Requirement = Make an exact copy of every entry below, with the pictures left out.

# # # # # # #

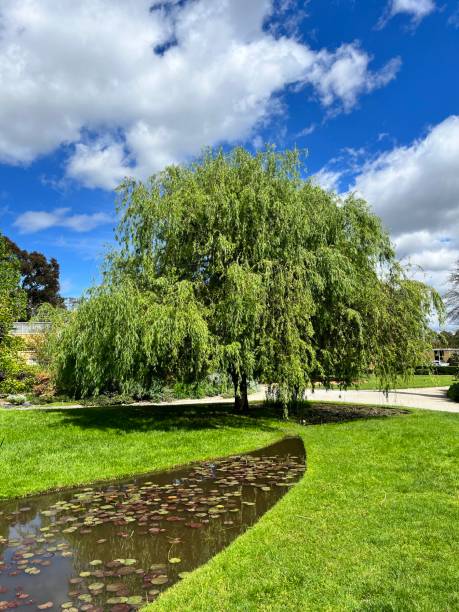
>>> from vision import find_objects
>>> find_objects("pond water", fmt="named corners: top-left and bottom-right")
top-left (0, 437), bottom-right (305, 611)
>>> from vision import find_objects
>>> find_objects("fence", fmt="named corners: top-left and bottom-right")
top-left (11, 321), bottom-right (52, 335)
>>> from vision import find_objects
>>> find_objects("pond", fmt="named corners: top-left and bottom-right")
top-left (0, 436), bottom-right (305, 611)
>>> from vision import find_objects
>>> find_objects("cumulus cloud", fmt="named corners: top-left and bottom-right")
top-left (351, 115), bottom-right (459, 293)
top-left (379, 0), bottom-right (436, 27)
top-left (0, 0), bottom-right (400, 189)
top-left (311, 168), bottom-right (343, 192)
top-left (14, 207), bottom-right (112, 234)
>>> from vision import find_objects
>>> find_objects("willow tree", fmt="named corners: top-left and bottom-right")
top-left (75, 146), bottom-right (435, 412)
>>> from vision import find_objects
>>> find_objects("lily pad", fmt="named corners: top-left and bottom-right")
top-left (150, 576), bottom-right (168, 585)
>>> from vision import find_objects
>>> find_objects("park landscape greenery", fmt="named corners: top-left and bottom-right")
top-left (0, 405), bottom-right (457, 610)
top-left (36, 147), bottom-right (442, 411)
top-left (0, 146), bottom-right (458, 610)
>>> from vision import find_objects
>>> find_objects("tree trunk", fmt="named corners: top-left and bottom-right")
top-left (240, 373), bottom-right (249, 414)
top-left (231, 370), bottom-right (242, 412)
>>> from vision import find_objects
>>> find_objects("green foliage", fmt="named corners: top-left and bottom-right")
top-left (432, 329), bottom-right (459, 348)
top-left (0, 233), bottom-right (26, 338)
top-left (56, 280), bottom-right (210, 398)
top-left (6, 393), bottom-right (27, 405)
top-left (416, 365), bottom-right (458, 375)
top-left (3, 236), bottom-right (63, 319)
top-left (447, 353), bottom-right (459, 366)
top-left (28, 302), bottom-right (72, 371)
top-left (55, 147), bottom-right (442, 411)
top-left (446, 382), bottom-right (459, 401)
top-left (0, 233), bottom-right (32, 394)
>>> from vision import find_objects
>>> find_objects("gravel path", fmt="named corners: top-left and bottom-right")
top-left (2, 385), bottom-right (457, 413)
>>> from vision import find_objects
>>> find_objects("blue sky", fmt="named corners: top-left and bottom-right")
top-left (0, 0), bottom-right (458, 298)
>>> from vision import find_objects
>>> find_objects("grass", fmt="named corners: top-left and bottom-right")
top-left (0, 403), bottom-right (457, 610)
top-left (0, 403), bottom-right (285, 500)
top-left (353, 373), bottom-right (455, 390)
top-left (150, 409), bottom-right (459, 611)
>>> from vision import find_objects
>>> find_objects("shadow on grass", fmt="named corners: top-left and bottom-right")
top-left (47, 401), bottom-right (406, 434)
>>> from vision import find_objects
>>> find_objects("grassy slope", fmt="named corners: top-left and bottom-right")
top-left (152, 411), bottom-right (459, 612)
top-left (0, 404), bottom-right (284, 500)
top-left (1, 405), bottom-right (457, 610)
top-left (354, 374), bottom-right (455, 390)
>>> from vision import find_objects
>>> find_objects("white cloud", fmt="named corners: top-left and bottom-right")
top-left (0, 0), bottom-right (400, 189)
top-left (350, 115), bottom-right (459, 293)
top-left (379, 0), bottom-right (435, 27)
top-left (305, 45), bottom-right (400, 112)
top-left (312, 168), bottom-right (343, 192)
top-left (66, 141), bottom-right (131, 190)
top-left (14, 207), bottom-right (112, 234)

# # # # # # #

Solution to this exercise =
>>> from vision import find_objects
>>> find_objects("pond water", fmt="named corners: top-left and bottom-right")
top-left (0, 437), bottom-right (305, 611)
>>> from vision import find_objects
>>> find_objects("fence", fmt="named corners: top-left and bottom-right")
top-left (11, 321), bottom-right (52, 335)
>>> from vision import find_objects
>>> find_objects("pond", fmt="named corners: top-left and bottom-right")
top-left (0, 436), bottom-right (305, 611)
>>> from vision import find_objects
>>> find_objects("cumulus cloud", fmt="named corners: top-left and bottom-right")
top-left (351, 115), bottom-right (459, 293)
top-left (379, 0), bottom-right (436, 27)
top-left (0, 0), bottom-right (400, 189)
top-left (311, 168), bottom-right (343, 192)
top-left (14, 207), bottom-right (112, 234)
>>> from vision import find_objects
>>> find_objects("willow tree", fmt="named corners: top-left and bottom-right")
top-left (75, 146), bottom-right (435, 412)
>>> from vision import find_objects
>>> find_objects("lily pad", fmt="named corners: top-left and bottom-right")
top-left (150, 576), bottom-right (168, 585)
>>> from vision import find_objects
>>> find_objects("park landscape greenery", fmt="named corners: top-left and bottom-right")
top-left (0, 405), bottom-right (457, 610)
top-left (36, 147), bottom-right (442, 411)
top-left (0, 146), bottom-right (458, 610)
>>> from vision import find_objects
>>> find_objects("tree trunk", fmt="named corners: top-left and bottom-right")
top-left (240, 373), bottom-right (249, 414)
top-left (231, 370), bottom-right (242, 412)
>>> from vision import find_objects
>>> find_objects("green foliage", fmt="named corners: top-left and bottom-right")
top-left (432, 329), bottom-right (459, 348)
top-left (0, 233), bottom-right (26, 338)
top-left (56, 280), bottom-right (210, 398)
top-left (6, 393), bottom-right (27, 405)
top-left (416, 365), bottom-right (458, 375)
top-left (3, 236), bottom-right (63, 319)
top-left (447, 353), bottom-right (459, 366)
top-left (28, 302), bottom-right (72, 371)
top-left (55, 147), bottom-right (442, 411)
top-left (446, 382), bottom-right (459, 401)
top-left (0, 233), bottom-right (32, 394)
>>> from vision import find_objects
>>> find_objects("gravel path", fmt="named corners: top-left and bottom-right")
top-left (2, 385), bottom-right (457, 413)
>>> from vision import find_objects
>>> find_objects("blue sky", fmt="named corners: top-left and bottom-right")
top-left (0, 0), bottom-right (458, 298)
>>> from vision import find_objects
>>> find_objects("grass", fmt="named corners: top-left and bottom-right")
top-left (0, 403), bottom-right (457, 610)
top-left (0, 403), bottom-right (285, 500)
top-left (353, 373), bottom-right (455, 390)
top-left (150, 409), bottom-right (459, 611)
>>> from vision import find_objects
>>> find_objects("shadow on grass", fmt="named corners: top-left and bottom-right")
top-left (47, 401), bottom-right (406, 434)
>>> from vision import find_objects
>>> find_objects("grassy slope", fmt="named corners: top-left and bottom-right")
top-left (152, 411), bottom-right (459, 612)
top-left (0, 404), bottom-right (284, 500)
top-left (1, 405), bottom-right (457, 610)
top-left (354, 374), bottom-right (455, 390)
>>> from vision import find_objects
>>> find_objects("white cloud", fmt="named corners: top-left and bottom-right")
top-left (0, 0), bottom-right (400, 189)
top-left (350, 115), bottom-right (459, 293)
top-left (379, 0), bottom-right (435, 27)
top-left (305, 45), bottom-right (400, 112)
top-left (312, 168), bottom-right (343, 192)
top-left (66, 141), bottom-right (131, 190)
top-left (14, 207), bottom-right (112, 234)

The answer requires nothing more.